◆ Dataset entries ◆
╔══

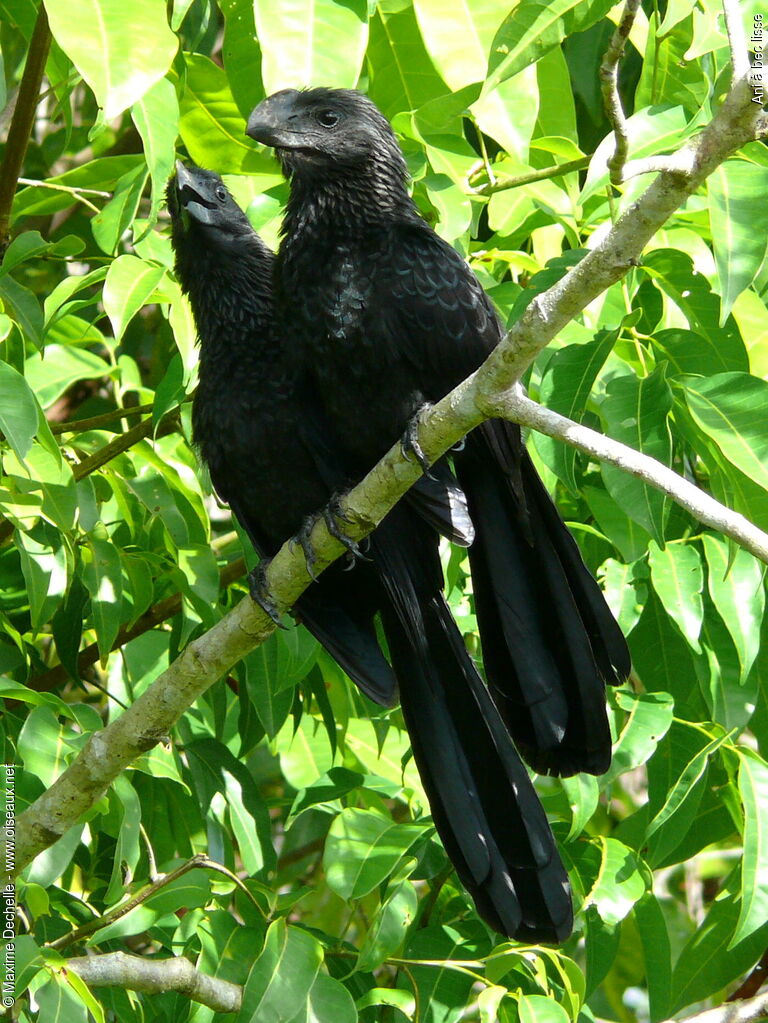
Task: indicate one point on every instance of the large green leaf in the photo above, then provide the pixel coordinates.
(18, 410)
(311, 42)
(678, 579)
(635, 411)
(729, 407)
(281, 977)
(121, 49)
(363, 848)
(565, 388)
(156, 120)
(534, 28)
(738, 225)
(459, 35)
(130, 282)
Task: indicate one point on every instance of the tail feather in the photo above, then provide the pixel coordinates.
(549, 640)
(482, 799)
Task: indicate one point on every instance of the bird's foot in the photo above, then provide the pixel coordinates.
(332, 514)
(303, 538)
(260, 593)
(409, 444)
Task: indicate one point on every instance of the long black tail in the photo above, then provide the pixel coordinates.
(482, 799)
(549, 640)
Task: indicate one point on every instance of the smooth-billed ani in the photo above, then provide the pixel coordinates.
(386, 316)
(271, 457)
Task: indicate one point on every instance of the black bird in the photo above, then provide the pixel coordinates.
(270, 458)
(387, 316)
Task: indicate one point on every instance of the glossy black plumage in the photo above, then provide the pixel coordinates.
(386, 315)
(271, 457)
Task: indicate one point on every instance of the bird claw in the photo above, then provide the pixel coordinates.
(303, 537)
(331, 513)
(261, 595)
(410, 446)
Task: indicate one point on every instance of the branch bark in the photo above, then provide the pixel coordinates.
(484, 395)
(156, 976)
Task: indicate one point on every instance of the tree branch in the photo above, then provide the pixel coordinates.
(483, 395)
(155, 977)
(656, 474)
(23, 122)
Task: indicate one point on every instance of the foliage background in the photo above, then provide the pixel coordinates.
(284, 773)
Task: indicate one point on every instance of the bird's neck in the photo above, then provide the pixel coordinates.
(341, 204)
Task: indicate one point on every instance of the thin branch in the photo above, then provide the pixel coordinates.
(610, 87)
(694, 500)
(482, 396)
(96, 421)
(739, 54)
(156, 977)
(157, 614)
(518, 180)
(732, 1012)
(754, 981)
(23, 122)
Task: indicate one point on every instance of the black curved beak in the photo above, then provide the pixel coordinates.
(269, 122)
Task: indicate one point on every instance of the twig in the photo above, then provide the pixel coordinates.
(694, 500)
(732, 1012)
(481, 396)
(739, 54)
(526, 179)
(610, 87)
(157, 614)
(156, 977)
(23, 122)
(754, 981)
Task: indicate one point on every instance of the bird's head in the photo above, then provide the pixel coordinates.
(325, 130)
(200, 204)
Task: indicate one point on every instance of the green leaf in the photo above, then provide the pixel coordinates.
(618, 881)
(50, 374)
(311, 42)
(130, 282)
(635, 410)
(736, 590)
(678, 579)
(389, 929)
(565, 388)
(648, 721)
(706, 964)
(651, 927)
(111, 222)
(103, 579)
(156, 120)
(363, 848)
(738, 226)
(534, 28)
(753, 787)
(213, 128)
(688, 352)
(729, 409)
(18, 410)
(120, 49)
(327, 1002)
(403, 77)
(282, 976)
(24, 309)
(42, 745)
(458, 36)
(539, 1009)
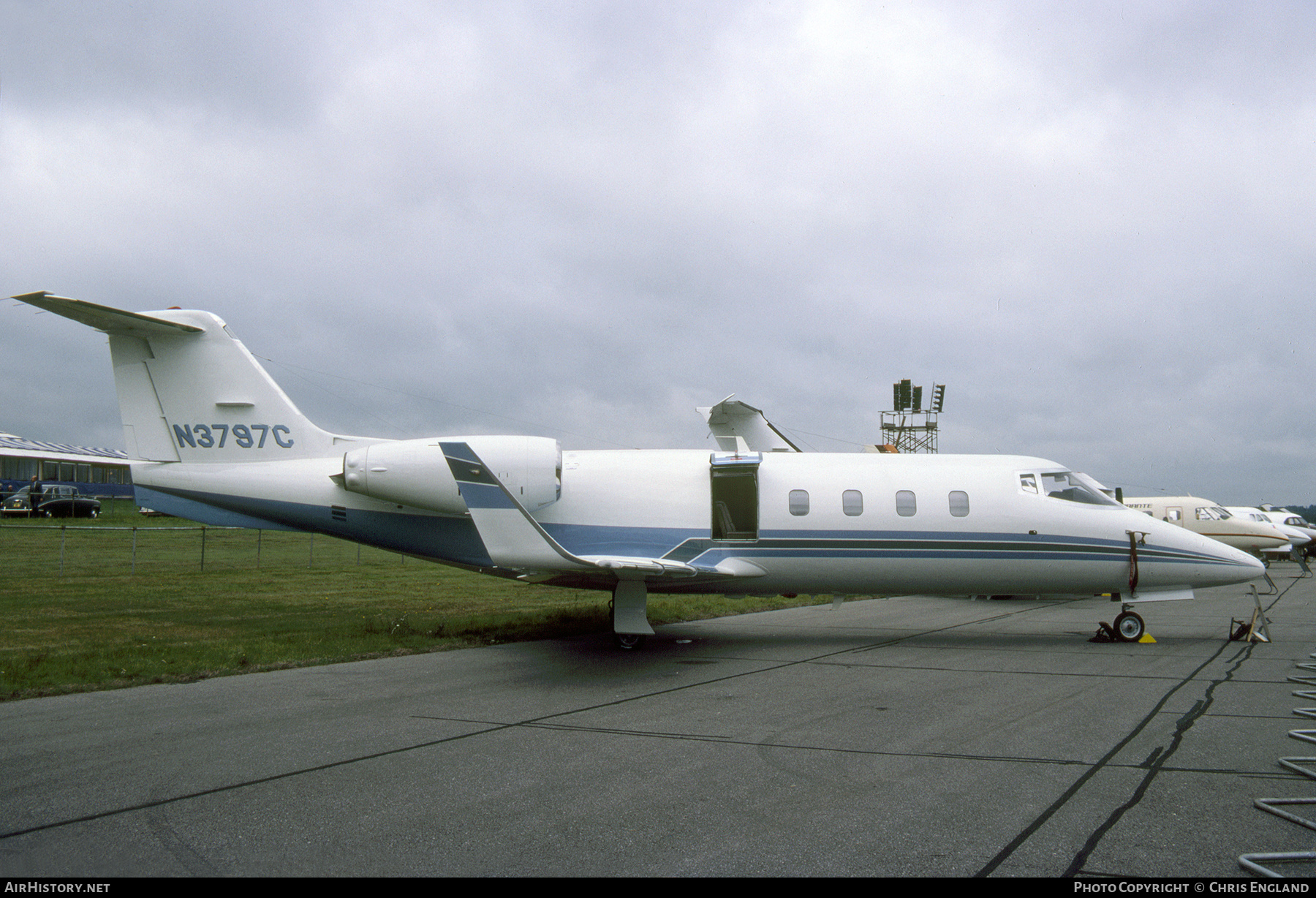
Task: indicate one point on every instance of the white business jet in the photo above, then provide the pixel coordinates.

╚══

◆ Description of the task ◆
All records above are to be output verbatim, with their pictures omitted.

◆ Finished exercise ◆
Task: indicate one point on every instance of the large green leaf in the photo above, then provide the pixel coordinates.
(18, 410)
(311, 42)
(678, 579)
(635, 411)
(729, 407)
(281, 977)
(121, 49)
(363, 848)
(565, 388)
(156, 120)
(534, 28)
(738, 225)
(459, 35)
(130, 282)
Task: indicate one point on every instance of the tail feather in the photo above, then provide the pixel coordinates.
(549, 640)
(482, 799)
Task: indicate one point on every instance of the bird's foot in the photo above, then provide the pixel coordinates.
(332, 514)
(303, 538)
(260, 593)
(409, 444)
Task: indicate one point on every instance of the long black tail in the photo above, then provide the pixel coordinates.
(482, 799)
(549, 640)
Task: indicate one point on every instance of the smooth-billed ani in the photo above, then provide the pixel coordinates.
(386, 316)
(271, 457)
Task: indicate one point on every instance of the black bird in the photo above, then provide the pixel coordinates.
(270, 458)
(387, 316)
Task: indicate one point on every instance of the glossy black plumage in the photo above, then provide the pixel coordinates.
(386, 315)
(271, 457)
Task: indicate one point on every instance of the bird claw in the photo above, then provide the pixel coordinates.
(303, 537)
(331, 513)
(261, 595)
(410, 446)
Task: indicate one point on every instance of the branch bark in the photo above, then provide the pixel coordinates.
(484, 395)
(156, 976)
Task: indicate one point on every instance of the tree branch in the photo above, then provide the pixel coordinates.
(483, 395)
(155, 977)
(656, 474)
(23, 122)
Task: indicate one point on every instance of the foliage background in the photo above, then provide the pixel coordinates.
(284, 773)
Task: indicate one point on every instance of the bird's neck in the photo above, then provide the pixel coordinates.
(341, 204)
Task: indicate one point on every instance of the thin branch in the photo above, then provide the pixel coordinates.
(610, 87)
(694, 500)
(482, 396)
(96, 421)
(739, 54)
(156, 977)
(157, 614)
(518, 180)
(732, 1012)
(754, 981)
(23, 122)
Task: indicate one point on every instance of the black curved beak in the photo above, then provide the pixel coordinates.
(269, 122)
Task: indicate one point on every instance of the twig in the photo above, then provide the pixel coordinates.
(694, 500)
(732, 1012)
(481, 396)
(739, 54)
(526, 179)
(610, 87)
(157, 614)
(156, 977)
(23, 122)
(754, 981)
Task: indicate one point on every instance of the bird's head in the photo above, then provide the pixel coordinates.
(325, 130)
(200, 204)
Task: indicate one point on every instance of the green leaf in the photo above, then provide the pixel coordinates.
(618, 881)
(50, 374)
(311, 42)
(130, 282)
(635, 410)
(736, 590)
(678, 579)
(389, 929)
(565, 388)
(648, 721)
(706, 964)
(651, 927)
(111, 222)
(103, 579)
(156, 120)
(363, 848)
(738, 226)
(534, 28)
(753, 787)
(213, 128)
(688, 352)
(729, 409)
(18, 410)
(120, 49)
(327, 1002)
(403, 77)
(282, 976)
(24, 309)
(42, 745)
(458, 36)
(539, 1009)
Task: indicate one point on every instance of the white business jet in the photo above, then provide the pixel coordinates.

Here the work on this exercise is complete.